Pick up the numbered examples on codeword parity bits after their last sentence and write the next part.

Passage:
# # # # # # #
In example 44, the subject matter of example 43 can optionally include wherein the received messaging comprises a set of log likelihood ratios.

In example 45, the subject matter of any one or more of examples 43 to 44 optionally includes wherein the received messaging comprises a first transmission and a second transmission.

In example 46, the subject matter of any one or more of examples 43 to 45 optionally includes, wherein the received messaging comprises circularly buffered data.

In example 47, the subject matter of any one or more of examples 43 to 46 optionally includes wherein the codeword is represented as a matrix data structure arranged as a set of rows and columns of elements, and wherein the selection criterion reduces priority of those parity bits belonging to a parity bit column of all parity bit columns having a largest number of non-zero elements.

In example 48, the subject matter of example 47 can optionally include wherein the parity bit column having the largest number of non-zero elements has at least 3 non-zero elements.

In example 49, the subject matter of any one or more of examples 47-48 optionally includes wherein the parity bit column having the largest number of non-zero elements has an odd number of non-zero elements.

In example 50, the subject matter of any one or more of examples 43 to 49 optionally includes wherein the reduced priority parity bits are omitted from the messaging.
# # # # # # #
Records from an annotation dataset
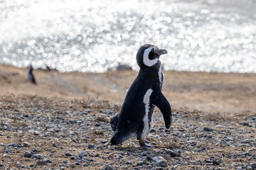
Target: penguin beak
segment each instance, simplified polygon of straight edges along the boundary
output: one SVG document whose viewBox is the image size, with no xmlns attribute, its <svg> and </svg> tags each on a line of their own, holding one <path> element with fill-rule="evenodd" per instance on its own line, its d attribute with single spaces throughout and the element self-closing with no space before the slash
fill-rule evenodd
<svg viewBox="0 0 256 170">
<path fill-rule="evenodd" d="M 167 51 L 166 50 L 159 50 L 158 52 L 157 52 L 157 54 L 159 55 L 165 55 L 165 54 L 167 54 Z"/>
</svg>

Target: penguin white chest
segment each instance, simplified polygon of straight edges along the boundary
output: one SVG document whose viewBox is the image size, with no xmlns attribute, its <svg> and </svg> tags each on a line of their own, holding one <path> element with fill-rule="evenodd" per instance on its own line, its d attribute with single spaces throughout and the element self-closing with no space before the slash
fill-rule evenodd
<svg viewBox="0 0 256 170">
<path fill-rule="evenodd" d="M 151 89 L 148 89 L 143 98 L 143 103 L 145 105 L 145 115 L 143 118 L 144 128 L 142 135 L 143 138 L 146 138 L 146 135 L 149 130 L 149 113 L 150 109 L 150 96 L 151 95 L 152 92 L 153 90 Z"/>
</svg>

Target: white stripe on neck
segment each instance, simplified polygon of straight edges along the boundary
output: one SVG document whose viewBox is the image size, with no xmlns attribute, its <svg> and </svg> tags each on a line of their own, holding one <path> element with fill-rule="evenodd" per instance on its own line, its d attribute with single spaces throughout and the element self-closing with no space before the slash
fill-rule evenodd
<svg viewBox="0 0 256 170">
<path fill-rule="evenodd" d="M 149 57 L 149 55 L 151 50 L 154 48 L 154 47 L 148 47 L 144 50 L 143 54 L 143 63 L 147 67 L 151 67 L 156 64 L 158 62 L 158 59 L 155 58 L 154 60 L 150 60 Z"/>
</svg>

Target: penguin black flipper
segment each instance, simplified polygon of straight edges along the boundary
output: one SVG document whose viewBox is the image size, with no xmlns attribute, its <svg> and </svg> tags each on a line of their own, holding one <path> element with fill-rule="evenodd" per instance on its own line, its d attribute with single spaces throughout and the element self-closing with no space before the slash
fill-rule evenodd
# # # # # # #
Task response:
In example 51, the subject matter of any one or more of examples 43 to 50 optionally includes, wherein the reduced priority parity bits are permuted to least significant positions within the messaging.

In example 52, the subject matter of any one or more of examples 43 to 51 optionally includes wherein the codeword comprises at least a portion of the set of information bits as a systematic portion concatenated with a parity portion of the bits.

Example 53 is a system to encode a message for transmission, the system comprising: means for encoding a set of information bits to be transmitted according to a parity block to produce a first codeword representing a set of parity nodes based on the set of information bits and based on a set of parity bits, the set of parity bits including parity bits associated with a relatively large number of parity nodes and parity bits associated with a relatively small number of parity nodes; means for selecting parity bits to be de-prioritized from the first codeword based on a selection criterion that de-prioritizes those parity bits associated with a relatively larger number of parity nodes; and means for generating an output data set for transmission based on the first codeword, wherein the selected parity bits are of reduced priority.

In example 54, the subject matter of example 53 optionally includes wherein the parity blocks are represented as a parity check matrix data structure arranged as a set of rows and columns.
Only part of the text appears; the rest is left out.